==== Texte source ====

Malheureusement, la mémoire et les connaissances de "feu" le vice-amiral pourront désormais représenter une menace pour les autres humanoïdes, et l’acte de "générosité" de l’USS Orville (ne pas assassiner l’équipage transformé et le livrer à ses "nouveaux" semblables) pourrait aussi être un acte de cruauté envers les humains qu’ils étaient... et d’irresponsabilité, car susceptible d’avoir fait naître un nouveau Némésis pour l’Union, voire même pour tous les autres humanoïdes.
Les retrouvailles entre Claire et son ancien mari n’auront cessé d’émailler tout l’épisode tel un refrain, quoique pudique (facteur soap très contenu), mais rendant la tragédie finale d’autant plus douloureuse. Et c’est sur la mémoire de Paul et dans le cadre tamisé du bar Mooska’s... qu’Isaac trouvera à nouveau un chemin aigre-doux pour renouer avec la doctoresse...

Analyse

De prime abord, The Orville 03x02 Shadow Realms est une espèce de best of de l’imaginaire horrifique audiovisuel. Absolument tous les ingrédients du genre se voient réunis, y compris les très classiques erreurs (ou incohérences comportementales) alignées par les héros en pareil cas (en l’occurrence ne prendre aucune précaution pour explorer le "château hanté", ne pas attacher le personnage qui en train de devenir "autre", etc.) ainsi que divers angles morts (pourquoi l’USS Orville était-il si désert durant la désactivation du réacteur ? comment s’est déroulé le contact et "l’échange" avec le vaisseau alien du Kalarr Expanse ?).
Dès lors, il serait permis d’accorder à cet épisode un zéro pointé, puisqu’il semble n’être qu’un alignement de pompages éhontés enfilés comme autant de perles, une masse critique de clichés et de citations audiovisuelles (jusqu’aux angles de caméra et aux storyboards), sans aucune valeur propre ni ajoutée apparente. Peu ou prou comme le #FakeTrek de Kurtzman en somme.

==== Extraits des données ====

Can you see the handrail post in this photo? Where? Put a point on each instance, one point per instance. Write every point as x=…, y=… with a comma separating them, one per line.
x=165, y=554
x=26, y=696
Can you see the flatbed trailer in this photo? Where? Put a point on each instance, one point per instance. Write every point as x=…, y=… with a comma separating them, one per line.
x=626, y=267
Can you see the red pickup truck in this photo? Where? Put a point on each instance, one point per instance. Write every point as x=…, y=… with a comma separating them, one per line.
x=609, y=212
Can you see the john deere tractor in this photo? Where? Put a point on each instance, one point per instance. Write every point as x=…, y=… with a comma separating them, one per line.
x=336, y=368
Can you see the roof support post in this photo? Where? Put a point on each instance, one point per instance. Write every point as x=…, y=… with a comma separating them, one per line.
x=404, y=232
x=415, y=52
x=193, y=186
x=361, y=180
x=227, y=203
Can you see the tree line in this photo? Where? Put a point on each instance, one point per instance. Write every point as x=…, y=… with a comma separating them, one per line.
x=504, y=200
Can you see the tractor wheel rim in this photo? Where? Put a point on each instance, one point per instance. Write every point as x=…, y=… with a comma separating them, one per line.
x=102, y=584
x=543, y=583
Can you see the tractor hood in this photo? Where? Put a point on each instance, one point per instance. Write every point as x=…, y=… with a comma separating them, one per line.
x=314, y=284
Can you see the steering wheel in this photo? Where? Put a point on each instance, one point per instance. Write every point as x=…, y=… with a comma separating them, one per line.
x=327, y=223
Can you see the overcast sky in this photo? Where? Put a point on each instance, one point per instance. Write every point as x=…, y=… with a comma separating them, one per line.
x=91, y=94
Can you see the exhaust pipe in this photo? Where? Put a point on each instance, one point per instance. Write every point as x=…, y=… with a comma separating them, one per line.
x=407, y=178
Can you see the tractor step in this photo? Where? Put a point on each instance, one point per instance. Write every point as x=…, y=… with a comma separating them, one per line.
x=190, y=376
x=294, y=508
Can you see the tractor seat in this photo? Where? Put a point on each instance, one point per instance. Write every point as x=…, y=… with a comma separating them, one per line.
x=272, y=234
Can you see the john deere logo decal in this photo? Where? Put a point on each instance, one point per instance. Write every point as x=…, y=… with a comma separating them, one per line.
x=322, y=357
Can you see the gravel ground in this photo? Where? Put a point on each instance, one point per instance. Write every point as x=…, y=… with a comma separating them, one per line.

====

■ Objectif visé:
Recopiez sans rien modifier le passage de la critique de l’épisode qui débute par les mots contenant « Malheureusement, la mémoire » et s’achève sur « avec la doctoresse... ».

■ Réponse attendue:
Malheureusement, la mémoire et les connaissances de "feu" le vice-amiral pourront désormais représenter une menace pour les autres humanoïdes, et l’acte de "générosité" de l’USS Orville (ne pas assassiner l’équipage transformé et le livrer à ses "nouveaux" semblables) pourrait aussi être un acte de cruauté envers les humains qu’ils étaient... et d’irresponsabilité, car susceptible d’avoir fait naître un nouveau Némésis pour l’Union, voire même pour tous les autres humanoïdes.
Les retrouvailles entre Claire et son ancien mari n’auront cessé d’émailler tout l’épisode tel un refrain, quoique pudique (facteur soap très contenu), mais rendant la tragédie finale d’autant plus douloureuse. Et c’est sur la mémoire de Paul et dans le cadre tamisé du bar Mooska’s... qu’Isaac trouvera à nouveau un chemin aigre-doux pour renouer avec la doctoresse...